Print the lines starting at the one containing "Locate paving slab." and ending at the one containing "331,651,446,691", both included, exactly as they appear.
::::::::::
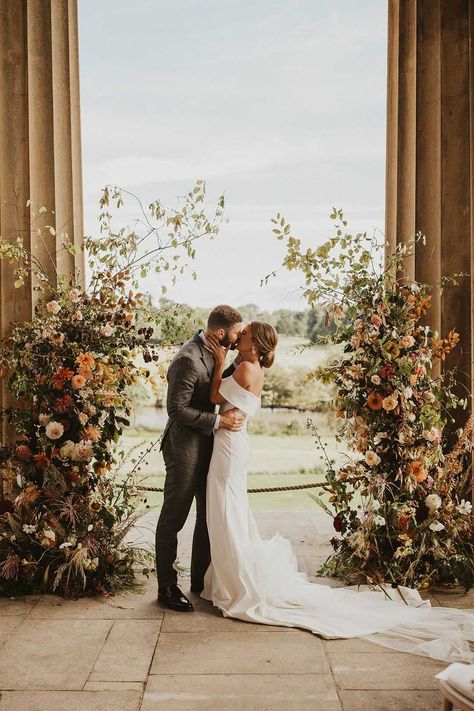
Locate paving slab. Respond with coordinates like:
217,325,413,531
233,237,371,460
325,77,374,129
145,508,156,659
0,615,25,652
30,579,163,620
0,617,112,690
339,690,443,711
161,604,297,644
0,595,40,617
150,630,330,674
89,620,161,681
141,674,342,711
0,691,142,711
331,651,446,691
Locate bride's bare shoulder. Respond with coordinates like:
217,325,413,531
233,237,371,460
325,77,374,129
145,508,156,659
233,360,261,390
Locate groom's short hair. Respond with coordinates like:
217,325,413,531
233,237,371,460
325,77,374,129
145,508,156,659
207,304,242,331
::::::::::
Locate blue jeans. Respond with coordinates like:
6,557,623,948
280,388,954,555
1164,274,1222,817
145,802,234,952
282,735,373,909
::::::::::
• [SOLVED PROBLEM]
Locate paving slab. Respond with coordinates like:
217,325,413,531
233,237,371,460
325,77,374,129
145,508,156,659
0,615,25,652
30,579,163,620
0,617,112,690
339,690,443,711
161,604,297,644
0,595,40,617
150,630,330,674
89,620,161,681
141,674,342,711
0,691,142,711
331,651,446,691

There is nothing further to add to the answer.